**Exercise prompt**: Reproduce what is written in the records below exactly, and leave out the images.

[Data listing Boundary: Start]

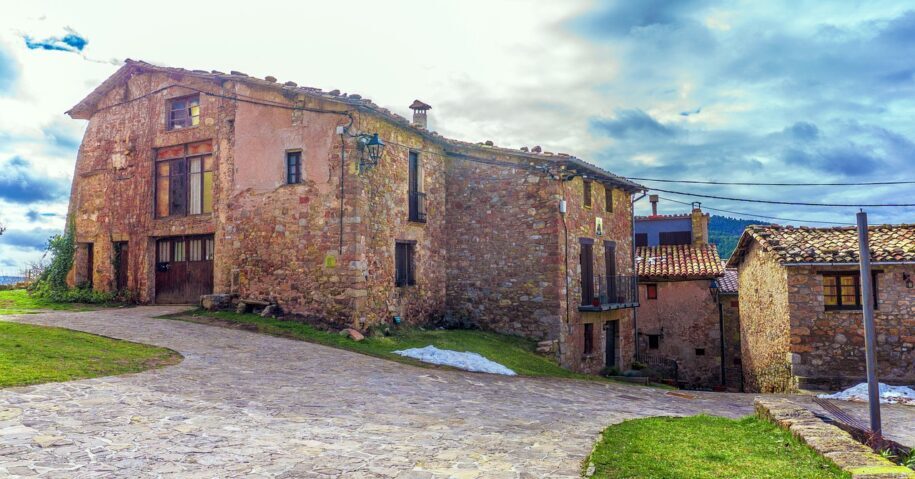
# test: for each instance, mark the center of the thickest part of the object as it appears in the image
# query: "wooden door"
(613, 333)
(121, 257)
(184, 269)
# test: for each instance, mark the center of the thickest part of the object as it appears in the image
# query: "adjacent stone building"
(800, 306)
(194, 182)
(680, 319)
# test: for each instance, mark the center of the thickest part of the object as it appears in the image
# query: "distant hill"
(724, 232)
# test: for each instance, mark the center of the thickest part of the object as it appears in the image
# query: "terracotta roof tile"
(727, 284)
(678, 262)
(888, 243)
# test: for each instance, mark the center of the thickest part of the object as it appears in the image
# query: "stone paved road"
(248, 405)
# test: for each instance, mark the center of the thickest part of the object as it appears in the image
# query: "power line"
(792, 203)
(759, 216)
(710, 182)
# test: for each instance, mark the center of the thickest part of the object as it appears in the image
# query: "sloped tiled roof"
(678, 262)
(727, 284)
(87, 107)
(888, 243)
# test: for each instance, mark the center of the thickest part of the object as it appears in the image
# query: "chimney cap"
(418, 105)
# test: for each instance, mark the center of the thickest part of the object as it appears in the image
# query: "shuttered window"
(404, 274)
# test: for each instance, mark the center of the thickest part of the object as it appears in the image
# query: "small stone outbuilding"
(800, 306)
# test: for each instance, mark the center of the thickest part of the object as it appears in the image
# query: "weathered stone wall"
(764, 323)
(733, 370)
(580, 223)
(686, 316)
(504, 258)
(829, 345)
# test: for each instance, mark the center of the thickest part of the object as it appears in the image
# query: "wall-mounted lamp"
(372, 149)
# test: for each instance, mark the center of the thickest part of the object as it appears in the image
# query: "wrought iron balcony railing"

[Data listing Boundary: End]

**Answer area**:
# test: for each instance, mark the center of the thickest part of the object as it appears in the image
# query: "wooden door"
(613, 333)
(121, 257)
(184, 269)
# test: for each instance, mark the center of the thickest part of the object as it appears in the image
# query: "adjacent stone building"
(800, 306)
(194, 182)
(680, 319)
# test: for each instance, mark the center of the thickest part of the object as it appears in the image
# query: "distant hill"
(724, 232)
# test: for each instance, mark the center of the thickest part of the object as it appears in the image
# query: "terracotta roof tile"
(727, 284)
(678, 262)
(888, 243)
# test: for each instance, mark the center of the thickest part of the object as it appears in the image
# query: "stone paved road"
(248, 405)
# test: for each instance, mark the center of the thickest part of the object as it appears in the image
# query: "power line"
(792, 203)
(759, 216)
(710, 182)
# test: for each instance, mark the center of the thickest part of the object as it appears in the image
# query: "sloped tiled roof"
(678, 262)
(727, 284)
(87, 107)
(888, 243)
# test: for each instance, mark the center of the thickest part of the object as it appears in the image
# query: "chimney cap"
(418, 105)
# test: for each instance, mark the center of the thickest part of the object as it appears in the image
# query: "shuttered window"
(404, 274)
# test: for each instance, mark the center of the thickest part of the object as it appears in the image
# query: "small stone outbuilding"
(800, 306)
# test: for each instance, mark the center of the thickest part of the object as it appears in the image
# query: "weathered stone wall"
(764, 323)
(733, 370)
(580, 223)
(686, 316)
(504, 258)
(829, 345)
# test: for each instance, mark the center of the thickest part of the object as it appears in the image
# query: "wall-mounted lamp"
(372, 149)
# test: for each instance, mark the center of the thickest part of the object as it appears in the image
# query: "wrought iron balcony railing"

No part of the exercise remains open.